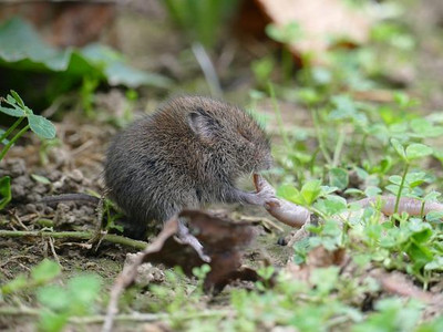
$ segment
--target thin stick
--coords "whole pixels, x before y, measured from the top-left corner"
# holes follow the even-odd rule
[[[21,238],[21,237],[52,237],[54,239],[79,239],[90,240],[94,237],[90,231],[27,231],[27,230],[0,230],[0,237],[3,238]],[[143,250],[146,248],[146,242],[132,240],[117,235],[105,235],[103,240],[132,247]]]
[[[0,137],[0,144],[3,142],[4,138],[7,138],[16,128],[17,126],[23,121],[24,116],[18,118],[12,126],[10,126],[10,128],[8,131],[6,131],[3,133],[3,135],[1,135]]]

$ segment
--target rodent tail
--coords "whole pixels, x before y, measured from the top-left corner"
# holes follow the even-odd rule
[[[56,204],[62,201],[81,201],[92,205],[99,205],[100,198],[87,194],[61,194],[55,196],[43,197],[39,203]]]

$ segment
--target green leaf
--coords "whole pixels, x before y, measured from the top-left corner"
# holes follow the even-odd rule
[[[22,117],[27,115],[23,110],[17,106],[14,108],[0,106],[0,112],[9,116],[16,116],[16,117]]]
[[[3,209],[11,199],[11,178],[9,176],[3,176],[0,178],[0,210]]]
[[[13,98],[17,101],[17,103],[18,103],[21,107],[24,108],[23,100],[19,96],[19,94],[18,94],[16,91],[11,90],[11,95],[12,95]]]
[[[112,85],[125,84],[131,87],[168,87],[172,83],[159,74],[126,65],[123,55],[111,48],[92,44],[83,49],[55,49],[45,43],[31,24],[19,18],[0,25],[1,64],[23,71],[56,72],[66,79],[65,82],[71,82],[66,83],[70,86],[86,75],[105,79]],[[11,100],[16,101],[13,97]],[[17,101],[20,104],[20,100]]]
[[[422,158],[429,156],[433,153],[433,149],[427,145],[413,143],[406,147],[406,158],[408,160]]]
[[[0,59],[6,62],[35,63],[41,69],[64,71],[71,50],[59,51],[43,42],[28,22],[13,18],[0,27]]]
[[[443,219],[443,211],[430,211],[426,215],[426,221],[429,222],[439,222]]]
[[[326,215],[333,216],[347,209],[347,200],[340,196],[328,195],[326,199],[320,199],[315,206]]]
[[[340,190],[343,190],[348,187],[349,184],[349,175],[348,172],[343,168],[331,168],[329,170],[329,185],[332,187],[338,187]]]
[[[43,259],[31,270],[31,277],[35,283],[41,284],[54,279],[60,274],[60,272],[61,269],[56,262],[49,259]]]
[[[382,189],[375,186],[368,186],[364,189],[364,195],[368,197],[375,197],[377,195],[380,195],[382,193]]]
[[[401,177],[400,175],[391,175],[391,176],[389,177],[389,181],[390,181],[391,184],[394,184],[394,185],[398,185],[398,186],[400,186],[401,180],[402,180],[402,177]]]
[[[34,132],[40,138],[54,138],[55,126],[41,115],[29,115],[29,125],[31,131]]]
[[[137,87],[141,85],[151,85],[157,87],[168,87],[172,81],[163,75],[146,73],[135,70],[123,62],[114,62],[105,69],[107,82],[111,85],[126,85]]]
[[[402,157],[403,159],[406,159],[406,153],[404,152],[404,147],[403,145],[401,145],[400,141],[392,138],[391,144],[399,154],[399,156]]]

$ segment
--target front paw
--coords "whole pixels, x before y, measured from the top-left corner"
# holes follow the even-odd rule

******

▶ [Brief]
Restate the data above exactly, stripping out each image.

▶ [Written answer]
$ segment
--target thin stick
--coords "whole pixels, x before y, measured from the top-left corner"
# holes follow the even-odd rule
[[[21,238],[21,237],[52,237],[54,239],[79,239],[90,240],[94,237],[90,231],[27,231],[27,230],[0,230],[0,237],[3,238]],[[143,250],[146,248],[146,242],[132,240],[117,235],[105,235],[103,240],[132,247]]]
[[[0,137],[0,144],[3,142],[4,138],[7,138],[16,128],[17,126],[23,121],[24,116],[18,118],[12,126],[10,126],[10,128],[8,131],[6,131],[3,133],[3,135],[1,135]]]

$ segment
--target rodent tail
--coords "whole pixels, x before y, measured from the top-left corner"
# holes follow the even-odd rule
[[[56,204],[62,201],[81,201],[92,205],[99,205],[100,198],[87,194],[61,194],[55,196],[43,197],[39,203]]]

$ segment
--target green leaf
--coords "whole pixels, x before y, measured from the top-left corner"
# holes follow the even-odd rule
[[[22,117],[27,115],[23,110],[17,106],[14,108],[0,106],[0,112],[9,116],[16,116],[16,117]]]
[[[3,209],[11,199],[11,178],[9,176],[3,176],[0,178],[0,210]]]
[[[13,98],[17,101],[17,103],[18,103],[21,107],[24,108],[23,100],[19,96],[19,94],[18,94],[16,91],[11,90],[11,95],[12,95]]]
[[[112,85],[125,84],[131,87],[168,87],[172,83],[159,74],[126,65],[123,55],[111,48],[92,44],[83,49],[55,49],[45,43],[31,24],[19,18],[0,25],[1,64],[23,71],[56,72],[66,79],[65,82],[71,82],[66,83],[70,86],[86,75],[105,79]],[[11,100],[16,101],[13,97]],[[17,101],[20,104],[20,100]]]
[[[422,158],[429,156],[433,153],[433,149],[427,145],[413,143],[406,147],[406,158],[408,160]]]
[[[0,59],[6,62],[35,63],[41,69],[64,71],[71,50],[59,51],[43,42],[28,22],[13,18],[0,27]]]
[[[443,219],[443,211],[430,211],[426,215],[426,221],[429,222],[439,222]]]
[[[326,215],[333,216],[347,209],[347,200],[340,196],[328,195],[326,199],[320,199],[315,206]]]
[[[340,190],[343,190],[348,187],[349,184],[349,175],[348,172],[343,168],[331,168],[329,170],[329,185],[332,187],[338,187]]]
[[[43,259],[31,270],[31,277],[35,283],[41,284],[54,279],[60,274],[60,272],[61,269],[56,262],[49,259]]]
[[[382,189],[375,186],[368,186],[364,189],[364,195],[368,197],[375,197],[377,195],[380,195],[382,193]]]
[[[401,177],[400,175],[391,175],[391,176],[389,177],[389,181],[390,181],[391,184],[394,184],[394,185],[398,185],[398,186],[400,186],[401,180],[402,180],[402,177]]]
[[[34,132],[40,138],[54,138],[55,126],[41,115],[29,115],[29,125],[31,131]]]
[[[137,87],[141,85],[151,85],[157,87],[168,87],[172,81],[163,75],[146,73],[135,70],[123,62],[114,62],[105,69],[107,82],[111,85],[126,85]]]
[[[402,157],[403,159],[406,159],[406,153],[404,152],[404,147],[403,145],[401,145],[400,141],[392,138],[391,144],[399,154],[399,156]]]

$ segment
--target front paw
--coords "whole pixels, x before y, measured from the top-left corner"
# holes follow the even-odd rule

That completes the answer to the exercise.